TEXTAUSZUG >>
>>>>

Die versunkene Insel Atlantis

aus The New York Tribune, nach The Abbeville Press and Banner, 13. Mai 1877

Abb. 1 Die Original-Fassung des Artikels aus The Abbeville Press and Banner vom 13. Mai 1877

Noch vor wenigen Jahren kam der Scharfsinn von Geschichts-Studenten im Wesentlichen hinsichtlich der Aufgabe zur Anwendung, die alten Mythen, Überlieferungen und Aufzeichnungen zu widerlegen. Die Erzählung vom göttlichen Troja, ja selbst die Existenz von Homer, die Gründung von Rom durch Romulus und mindestens ein Dutzend anderer prominenter verzeichneter Ereignisse, welche die Menschheit als Fakten akzeptiert hatte, wurden von diesen scharfsinnigen und ungläubigen Forschern zu einer legendenhaften Nichtigkeit reduziert.

Heute ist die Tendenz in der Forschung genau umgekehrt. Was die Erkundungen bei Hissarlik und Mykene für die Örtlichkeiten und Helden Homers tun, könnten nun auch die Fossil-Botanik und Tiefsee-Lotungen für die versunkene Insel Atlantis leisten, [deren Existenz] in Platos 'Timaios' überliefert wurde. Sie wird als ein Land jenseits der Säulen des Herakles beschrieben, wo eine erstaunliche Rasse von Menschen wohnte, die Afrika bis hin nach Ägypten beherrschten. Es hieß, die Insel sei später mit ihren Bewohnern bei Erdbeben übrflutet worden.

Unger, ein Botaniker von Rang und Namen, brachte 1860 die Theorie vor, dass die Verbreitung der tertiären Pflanzenwelt zwischen den östlichen und westlichen Hemisphären am besten mit der Hypothese zu erklären sei, dass die versunkene Insel Atlantis den Weg zur Verbreitung der fossilen Pflanzen lieferte. [1] Die kürzlichen Lotungen, die während der Fahrt der Challenger durchgeführt wurden und ähnliche Arbeiten anderer Expeditionen ergänzen, erbringen den Beweis dafür, dass es im Atlantik einen Rücken gibt, der in Form der, Azoren, St. Paul, Ascension und Tristan d'Acunha genannten Inseln, an die Meeresoberfläche kommt.

<<<<

ZIEL >>
Schreib den Text über die versunkene Insel Atlantis weiter, direkt im Anschluss an seinen letzten Satz.

GESPEICHERTE DATEN >>
>>>>

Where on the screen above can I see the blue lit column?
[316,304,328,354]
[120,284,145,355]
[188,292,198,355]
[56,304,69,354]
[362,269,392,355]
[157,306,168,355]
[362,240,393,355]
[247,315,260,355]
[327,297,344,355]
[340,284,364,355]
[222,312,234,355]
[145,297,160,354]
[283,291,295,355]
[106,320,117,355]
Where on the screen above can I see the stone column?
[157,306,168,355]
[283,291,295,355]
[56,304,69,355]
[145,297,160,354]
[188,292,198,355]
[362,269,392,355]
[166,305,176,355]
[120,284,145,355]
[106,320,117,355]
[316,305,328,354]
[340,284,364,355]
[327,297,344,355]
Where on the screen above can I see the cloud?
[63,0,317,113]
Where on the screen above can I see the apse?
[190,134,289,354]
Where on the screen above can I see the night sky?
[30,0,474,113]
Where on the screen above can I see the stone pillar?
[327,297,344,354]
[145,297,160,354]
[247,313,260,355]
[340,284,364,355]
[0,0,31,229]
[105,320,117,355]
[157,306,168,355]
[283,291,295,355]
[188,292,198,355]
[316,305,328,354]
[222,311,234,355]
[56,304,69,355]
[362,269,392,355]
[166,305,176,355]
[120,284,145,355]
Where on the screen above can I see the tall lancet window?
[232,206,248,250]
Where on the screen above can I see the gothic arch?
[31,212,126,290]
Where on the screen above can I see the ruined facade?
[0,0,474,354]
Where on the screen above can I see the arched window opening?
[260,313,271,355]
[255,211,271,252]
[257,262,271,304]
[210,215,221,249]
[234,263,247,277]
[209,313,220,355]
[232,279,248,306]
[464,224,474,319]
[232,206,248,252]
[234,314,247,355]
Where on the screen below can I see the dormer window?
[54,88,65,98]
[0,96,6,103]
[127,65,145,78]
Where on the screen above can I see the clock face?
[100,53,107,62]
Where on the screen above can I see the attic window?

<<<<

ERGEBNIS >>
Der Rücken ist von gekrümmter Form; sein nördlicher Ausläufer verbindet sich mit dem Telegraphen-Plateau, etwa auf halber Strecke zwischen Irland und Neufundland; von dort erstreckt er sich etwas südwestlich, bis er sich nahe der Mündung des Amazonas mit Südamerika zusammenfügt; dann erreicht er schließlich, sehr unregelmäßig geformt und sich bis weit nach Süden in den mittleren Ozean hinein erstreckend, die afrikanische Küste bei 10° südlicher Breite.

Die Theorie, dass dieses Gebiet das überflutete Atlantis gewesen sein könne, wurde von W. Stephen Mitchell [2] bei einem kürzlichen wissenschaftlichen Vortrag in South Kensington vertreten, und Nature hat eine Seite für eine Karte dieses hypothetischen Landes zur Verfügung gestellt. - New York Tribune


Anmerkungen und Quellen

Dieser Beitrag eines namentlich ungenannten Autors erschien mit der Überschrift "The Lost Island of Atlantis" in der Ausgabe vom 13. Mai 1877 der Zeitung The Abbeville Press and Banner aus South Carolina, USA, als Nachdruck eines Artikels der New York Tribune. Bei Atlantisforschung.de präsentieren wir ihn als zeit- und wissenschaftsgschichtliches Dokument in eigener Übersetzung ins Deutsche in redaktionell bearbeiteter Fassung nach der digitalisierten Version des Artikels bei CHRONICLING AMERICA - Historic American Newspapers, unter: The Abbeville press and banner., May 30, 1877, Image 1.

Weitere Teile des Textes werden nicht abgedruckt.